WORK TO DO: Reproduce the passage of the Windows x64 stack walk message that opens with the words "I have updated" and closes with "for the review.", renaming "patch" to "changeset" throughout.

═══ GIVEN TEXT ═══

RFR (S) 8022335 - (round 3) Native stack walk on Windows x64

Ioi Lam ioi.lam at oracle.com
Thu Sep 5 13:25:14 PDT 2013


Hi,

I have updated the patch:

http://cr.openjdk.java.net/~iklam/8022335/win64_stack_walk_003/

The only difference from the last round is in 
src/share/vm/utilities/decoder.cpp -- I no longer change the unrelated 
functions like Decoder::decode() to use the new DecoderLocker API.

Thanks
- Ioi

On 09/03/2013 12:15 PM, Ioi Lam wrote:
> Thanks Zhengyu for the review.
>
> On 08/30/2013 05:28 AM, Zhengyu Gu wrote:
>> Hi Ioi,
>>
>> src/os_cpu/windows_x86/vm/os_windows_x86.cpp
>>
>> 493   if (fp == NULL) {
>> 494     return frame();
>> 495   }
>>
> I looked at this code again -- it's actually all wrong on Win/x64 for
> the reasons I mentioned in my other reply to Volker:
>
>     frame os::current_frame() {
>
>     #ifdef AMD64
>       // apparently _asm not supported on windows amd64
>       typedef intptr_t*      get_fp_func           ();
>       get_fp_func* func = CAST_TO_FN_PTR(get_fp_func*,
> StubRoutines::x86::get_previous_fp_entry());
>       if (func == NULL) return frame();
>       intptr_t* fp = (*func)();
>     #else
>     ...
>
> The code in get_previous_fp_entry() assumes the we have a frame 
> pointer register
> (which is not always true), and RBP is that register (which is not 
> always true).
> In some cases, especially when the C stack is shallow (e.g., when using
> -XX:ErrorHandlerTest=9), RBP can actually be NULL, because is has 
> never been used by
> any of the C functions.
>
> The (fp == NULL) check above was added specifically to avoid a secondary
> crash while handling -XX:ErrorHandlerTest=9.

═══ RECORD EXCERPTS ═══

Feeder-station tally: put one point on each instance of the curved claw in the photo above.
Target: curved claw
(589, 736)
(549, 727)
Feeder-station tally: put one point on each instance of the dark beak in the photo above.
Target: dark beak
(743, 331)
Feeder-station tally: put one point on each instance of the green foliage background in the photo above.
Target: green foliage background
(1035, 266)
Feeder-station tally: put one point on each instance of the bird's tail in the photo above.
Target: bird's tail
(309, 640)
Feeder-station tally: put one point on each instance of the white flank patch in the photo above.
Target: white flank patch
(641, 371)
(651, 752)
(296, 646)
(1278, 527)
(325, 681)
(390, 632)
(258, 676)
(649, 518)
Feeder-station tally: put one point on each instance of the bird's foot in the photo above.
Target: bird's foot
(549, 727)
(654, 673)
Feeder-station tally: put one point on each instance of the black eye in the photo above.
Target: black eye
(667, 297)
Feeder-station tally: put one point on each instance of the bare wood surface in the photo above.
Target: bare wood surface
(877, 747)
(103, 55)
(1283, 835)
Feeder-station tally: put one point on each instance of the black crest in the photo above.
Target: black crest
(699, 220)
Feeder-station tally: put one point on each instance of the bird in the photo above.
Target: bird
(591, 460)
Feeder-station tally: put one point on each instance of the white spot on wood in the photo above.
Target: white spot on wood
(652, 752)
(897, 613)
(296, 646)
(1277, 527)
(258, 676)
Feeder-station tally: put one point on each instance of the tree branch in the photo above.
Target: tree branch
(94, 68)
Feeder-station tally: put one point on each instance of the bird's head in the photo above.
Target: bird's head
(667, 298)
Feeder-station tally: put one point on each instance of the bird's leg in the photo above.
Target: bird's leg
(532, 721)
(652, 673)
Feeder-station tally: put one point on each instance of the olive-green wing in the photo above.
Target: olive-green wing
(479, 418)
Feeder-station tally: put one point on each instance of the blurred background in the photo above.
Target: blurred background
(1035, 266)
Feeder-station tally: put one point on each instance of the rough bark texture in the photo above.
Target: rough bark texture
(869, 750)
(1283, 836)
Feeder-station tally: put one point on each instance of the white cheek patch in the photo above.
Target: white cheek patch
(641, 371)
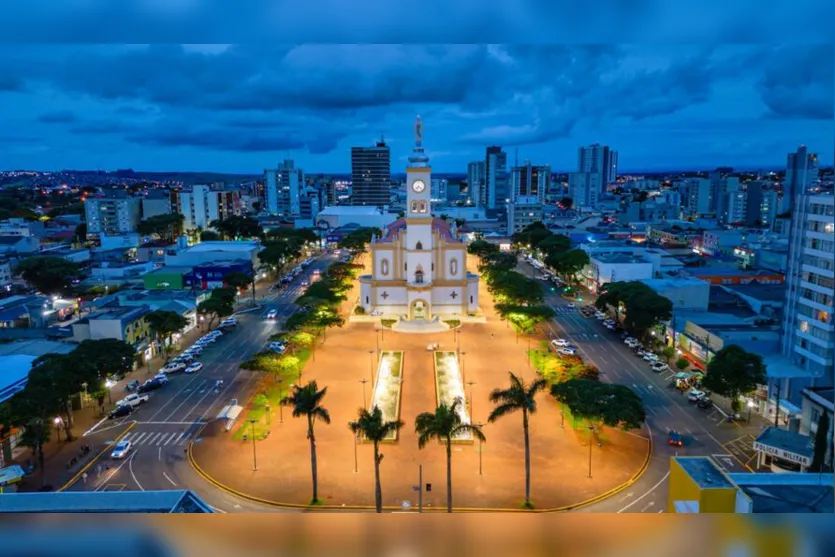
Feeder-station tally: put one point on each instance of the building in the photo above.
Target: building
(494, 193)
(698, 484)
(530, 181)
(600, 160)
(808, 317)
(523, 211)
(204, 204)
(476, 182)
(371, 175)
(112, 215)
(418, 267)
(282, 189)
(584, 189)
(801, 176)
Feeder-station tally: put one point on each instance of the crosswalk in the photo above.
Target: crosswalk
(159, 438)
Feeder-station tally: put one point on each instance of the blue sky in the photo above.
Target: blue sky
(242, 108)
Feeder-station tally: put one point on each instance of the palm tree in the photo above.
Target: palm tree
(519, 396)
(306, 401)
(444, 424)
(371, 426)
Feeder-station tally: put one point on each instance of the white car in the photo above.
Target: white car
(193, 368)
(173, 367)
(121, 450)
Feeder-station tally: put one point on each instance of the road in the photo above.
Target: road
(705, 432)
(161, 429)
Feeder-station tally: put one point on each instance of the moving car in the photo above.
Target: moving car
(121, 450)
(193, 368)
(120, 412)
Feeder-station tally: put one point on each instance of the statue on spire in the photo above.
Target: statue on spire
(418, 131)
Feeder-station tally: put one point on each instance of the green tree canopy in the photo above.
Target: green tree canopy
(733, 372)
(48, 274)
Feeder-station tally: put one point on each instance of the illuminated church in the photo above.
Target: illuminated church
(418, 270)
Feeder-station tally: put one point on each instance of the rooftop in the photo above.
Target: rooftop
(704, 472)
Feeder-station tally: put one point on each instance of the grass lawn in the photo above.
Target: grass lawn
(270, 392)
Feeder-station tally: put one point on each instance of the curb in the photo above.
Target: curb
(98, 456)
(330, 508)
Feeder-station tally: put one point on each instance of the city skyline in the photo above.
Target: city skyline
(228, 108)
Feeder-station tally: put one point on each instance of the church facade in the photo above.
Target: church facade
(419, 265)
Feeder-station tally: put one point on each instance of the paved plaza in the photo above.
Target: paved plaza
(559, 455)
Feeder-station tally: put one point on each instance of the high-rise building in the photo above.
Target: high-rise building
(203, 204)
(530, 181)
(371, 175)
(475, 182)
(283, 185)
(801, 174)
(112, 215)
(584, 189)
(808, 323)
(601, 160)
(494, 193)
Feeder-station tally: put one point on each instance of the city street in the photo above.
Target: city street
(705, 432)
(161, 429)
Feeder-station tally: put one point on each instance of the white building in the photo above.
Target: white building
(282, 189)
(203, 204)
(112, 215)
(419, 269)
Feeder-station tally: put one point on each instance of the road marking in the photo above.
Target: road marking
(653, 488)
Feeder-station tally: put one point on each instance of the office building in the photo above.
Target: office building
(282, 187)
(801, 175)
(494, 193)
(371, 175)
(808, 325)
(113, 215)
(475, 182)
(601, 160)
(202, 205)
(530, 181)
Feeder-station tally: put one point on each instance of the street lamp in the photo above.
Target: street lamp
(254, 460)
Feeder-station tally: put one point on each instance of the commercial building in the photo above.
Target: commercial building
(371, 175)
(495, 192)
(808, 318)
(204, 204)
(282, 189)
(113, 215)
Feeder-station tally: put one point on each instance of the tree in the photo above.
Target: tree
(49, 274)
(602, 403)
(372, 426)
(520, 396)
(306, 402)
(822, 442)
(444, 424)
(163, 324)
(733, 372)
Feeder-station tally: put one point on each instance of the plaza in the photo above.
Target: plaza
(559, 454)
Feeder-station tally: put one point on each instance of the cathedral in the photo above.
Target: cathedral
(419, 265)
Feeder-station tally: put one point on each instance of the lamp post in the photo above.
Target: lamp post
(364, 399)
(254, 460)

═══

REPLY:
I have updated the changeset:

http://cr.openjdk.java.net/~iklam/8022335/win64_stack_walk_003/

The only difference from the last round is in 
src/share/vm/utilities/decoder.cpp -- I no longer change the unrelated 
functions like Decoder::decode() to use the new DecoderLocker API.

Thanks
- Ioi

On 09/03/2013 12:15 PM, Ioi Lam wrote:
> Thanks Zhengyu for the review.